(Consegna A): Secondo l'estratto sulla gestione del suolo agricolo, su quale rivista è stato pubblicato lo studio?
(Consegna B): Prosegua il testo sulla gestione del suolo agricolo, partendo dopo la sua ultima frase.

(Estratto fornito):
##############################

Nello studio, pubblicato sulla rivista Science, un team guidato da ricercatori dell'Istituto olandese di ecologia (NIOO-KNAW) ha analizzato le pratiche di gestione del suolo e il biota in 53 campi agricoli nei Paesi Bassi. I siti comprendevano sia aziende agricole biologiche che convenzionali e i tipi di terreno includevano argilla e sabbia.

Sulla base dell'analisi, le pratiche di gestione del suolo a più alta intensità, indipendentemente dal tipo di azienda agricola o di suolo, hanno portato a una minore multifunzionalità del suolo, mentre le pratiche a bassa intensità hanno potenziato la multifunzionalità del suolo.

Anche solo la lavorazione o l'aratura della terra meno frequentemente del solito ha contribuito ad aumentare la multifunzionalità del suolo, il che significa che sia le aziende agricole biologiche che quelle convenzionali possono migliorare il suolo semplicemente riducendo l'intensità con cui gestiscono il terreno su ogni campo. Questo perché la lavorazione del terreno e l'aratura possono alterare i microbi e il contenuto di carbonio organico del suolo, come spiegato da Bioengineer.org.

"La buona notizia è che nell'agricoltura convenzionale, che è la stragrande maggioranza, c'è molto da guadagnare", ha detto in una dichiarazione Wim van der Putten, ecologo del suolo e professore del NIOO. "In tutte le aziende agricole, comprese quelle biologiche, è importante a questo punto non coltivare il terreno in modo troppo intensivo. Ad esempio: arare di meno. Capovolgere il terreno durante l'aratura è un grande disturbo per la vita del suolo".

Questi risultati hanno rivelato che alcune pratiche agricole considerate sostenibili dovrebbero essere riconsiderate per metodi meno intensivi. Invece di un metodo per aumentare la produzione nei campi con un impatto ambientale minimo noto come "intensificazione sostenibile" – che è stato scientificamente controverso a causa delle preoccupazioni sul greenwashing – gli autori hanno raccomandato una "deintensificazione produttiva".

##############################

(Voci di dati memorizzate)
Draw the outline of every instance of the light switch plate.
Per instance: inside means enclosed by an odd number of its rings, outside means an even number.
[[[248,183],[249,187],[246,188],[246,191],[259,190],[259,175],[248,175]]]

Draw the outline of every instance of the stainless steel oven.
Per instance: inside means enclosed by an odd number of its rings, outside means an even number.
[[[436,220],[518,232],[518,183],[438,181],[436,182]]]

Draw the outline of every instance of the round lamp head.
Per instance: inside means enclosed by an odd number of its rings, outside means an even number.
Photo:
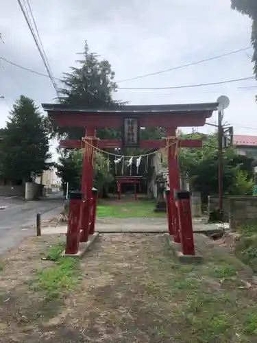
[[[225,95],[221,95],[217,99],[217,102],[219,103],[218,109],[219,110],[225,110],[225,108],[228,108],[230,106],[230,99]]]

##############################

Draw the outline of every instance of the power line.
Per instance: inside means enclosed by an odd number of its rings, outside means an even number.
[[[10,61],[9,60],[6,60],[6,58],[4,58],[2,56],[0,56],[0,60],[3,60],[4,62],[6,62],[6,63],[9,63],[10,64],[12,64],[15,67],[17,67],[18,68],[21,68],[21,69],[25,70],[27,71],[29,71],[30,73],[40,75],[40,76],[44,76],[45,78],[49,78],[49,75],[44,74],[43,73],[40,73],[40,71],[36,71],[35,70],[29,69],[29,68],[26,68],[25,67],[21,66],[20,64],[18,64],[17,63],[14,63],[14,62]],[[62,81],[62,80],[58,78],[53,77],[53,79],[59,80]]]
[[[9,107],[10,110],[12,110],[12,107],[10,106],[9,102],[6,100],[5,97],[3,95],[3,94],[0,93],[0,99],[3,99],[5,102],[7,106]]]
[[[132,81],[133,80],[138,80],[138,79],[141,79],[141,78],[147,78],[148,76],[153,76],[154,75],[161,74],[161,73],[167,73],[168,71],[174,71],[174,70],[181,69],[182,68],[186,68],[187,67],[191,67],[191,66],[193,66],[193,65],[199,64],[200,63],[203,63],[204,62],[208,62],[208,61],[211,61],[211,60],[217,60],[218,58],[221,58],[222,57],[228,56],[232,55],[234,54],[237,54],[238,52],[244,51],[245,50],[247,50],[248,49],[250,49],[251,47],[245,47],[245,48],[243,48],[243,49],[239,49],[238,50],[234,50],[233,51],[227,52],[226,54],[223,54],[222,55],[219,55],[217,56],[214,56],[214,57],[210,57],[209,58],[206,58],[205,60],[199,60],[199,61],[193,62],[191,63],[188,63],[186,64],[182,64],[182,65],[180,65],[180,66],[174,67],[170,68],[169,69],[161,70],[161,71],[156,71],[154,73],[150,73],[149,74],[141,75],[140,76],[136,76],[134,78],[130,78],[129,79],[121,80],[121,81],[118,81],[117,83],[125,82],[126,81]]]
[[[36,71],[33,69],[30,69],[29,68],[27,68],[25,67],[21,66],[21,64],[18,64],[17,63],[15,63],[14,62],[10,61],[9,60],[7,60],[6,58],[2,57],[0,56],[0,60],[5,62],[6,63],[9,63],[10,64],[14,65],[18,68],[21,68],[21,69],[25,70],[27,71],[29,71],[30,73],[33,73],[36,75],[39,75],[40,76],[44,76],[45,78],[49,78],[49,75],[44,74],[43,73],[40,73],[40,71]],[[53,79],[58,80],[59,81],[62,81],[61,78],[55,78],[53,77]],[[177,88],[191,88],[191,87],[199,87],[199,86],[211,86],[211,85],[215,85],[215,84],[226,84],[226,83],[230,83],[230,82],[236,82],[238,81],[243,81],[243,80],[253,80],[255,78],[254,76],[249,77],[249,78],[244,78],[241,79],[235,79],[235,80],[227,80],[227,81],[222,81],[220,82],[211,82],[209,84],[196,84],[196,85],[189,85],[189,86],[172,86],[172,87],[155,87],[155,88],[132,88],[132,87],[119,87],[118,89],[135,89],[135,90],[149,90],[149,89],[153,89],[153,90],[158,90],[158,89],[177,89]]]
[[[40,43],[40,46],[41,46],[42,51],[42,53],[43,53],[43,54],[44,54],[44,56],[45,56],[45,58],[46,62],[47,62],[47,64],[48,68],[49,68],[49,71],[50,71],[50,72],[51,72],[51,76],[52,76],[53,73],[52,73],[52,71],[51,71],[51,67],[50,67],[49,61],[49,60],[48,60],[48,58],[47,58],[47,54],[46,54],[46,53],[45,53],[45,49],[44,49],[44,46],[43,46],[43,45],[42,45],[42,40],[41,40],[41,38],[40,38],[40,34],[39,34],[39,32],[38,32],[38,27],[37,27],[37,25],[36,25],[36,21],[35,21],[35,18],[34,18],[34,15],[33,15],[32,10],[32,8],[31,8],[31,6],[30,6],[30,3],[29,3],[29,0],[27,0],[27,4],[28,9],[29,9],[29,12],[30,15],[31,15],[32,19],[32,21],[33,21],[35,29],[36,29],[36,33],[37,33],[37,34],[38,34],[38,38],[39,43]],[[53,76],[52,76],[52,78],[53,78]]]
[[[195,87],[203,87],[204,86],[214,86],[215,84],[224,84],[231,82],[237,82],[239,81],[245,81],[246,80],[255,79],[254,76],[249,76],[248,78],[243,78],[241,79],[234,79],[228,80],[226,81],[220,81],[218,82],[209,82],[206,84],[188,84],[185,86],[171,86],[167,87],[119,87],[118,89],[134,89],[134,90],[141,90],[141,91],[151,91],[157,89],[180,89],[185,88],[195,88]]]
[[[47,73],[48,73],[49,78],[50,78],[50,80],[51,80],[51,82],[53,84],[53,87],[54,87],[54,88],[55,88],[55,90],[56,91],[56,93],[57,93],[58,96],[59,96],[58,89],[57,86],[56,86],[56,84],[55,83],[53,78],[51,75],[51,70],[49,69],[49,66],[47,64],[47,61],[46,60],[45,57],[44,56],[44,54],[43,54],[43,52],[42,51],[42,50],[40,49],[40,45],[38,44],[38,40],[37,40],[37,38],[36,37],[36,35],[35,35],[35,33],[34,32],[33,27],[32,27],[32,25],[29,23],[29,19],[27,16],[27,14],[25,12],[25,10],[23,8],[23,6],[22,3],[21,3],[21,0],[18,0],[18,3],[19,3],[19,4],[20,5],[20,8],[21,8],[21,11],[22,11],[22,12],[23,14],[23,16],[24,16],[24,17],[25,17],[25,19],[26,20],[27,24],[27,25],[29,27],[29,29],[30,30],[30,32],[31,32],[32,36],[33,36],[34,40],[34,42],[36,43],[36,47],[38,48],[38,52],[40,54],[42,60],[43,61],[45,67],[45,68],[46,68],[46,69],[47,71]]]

##############################

(Spazio risposta A): Sulla rivista Science.

(Spazio risposta B):
Secondo Kyle Mason-Jones, un ricercatore che ha contribuito allo studio, se la deintensificazione produttiva ha successo, "si otterranno più funzioni da un terreno coltivato meno intensamente, mantenendo il più possibile la resa del raccolto".

Oltre a una lavorazione meno frequente, lo studio ha anche stabilito che incorporare una miscela di erbe e trifoglio da coltivare come colture di copertura potrebbe migliorare la salute del suolo. Come riportato da NIOO, queste miscele di erba e trifoglio potrebbero essere alternate a colture di cereali, come grano e orzo, per migliorare la salute del suolo e sostenere meglio la crescita delle colture.

La ricerca appena pubblicata è la componente finale di un più ampio progetto Vital Soils, completato tra NIOO e Wageningen University & Research con il supporto di NWO Groen, Eurofins-Agro, BO Akkerbouw, Open Teelten e LTO-Noord. Nell'ambito di Vital Soils, i ricercatori hanno precedentemente utilizzato immagini satellitari e misurazioni del "verde" sui campi agricoli per determinare in che modo la diminuzione dell'intensità nella gestione del suolo sembrava influenzare le aziende agricole. Sulla base di questi risultati, una minore intensità sembrava migliorare il suolo e le rese, risultati che sono stati confermati con l'ultimo studio.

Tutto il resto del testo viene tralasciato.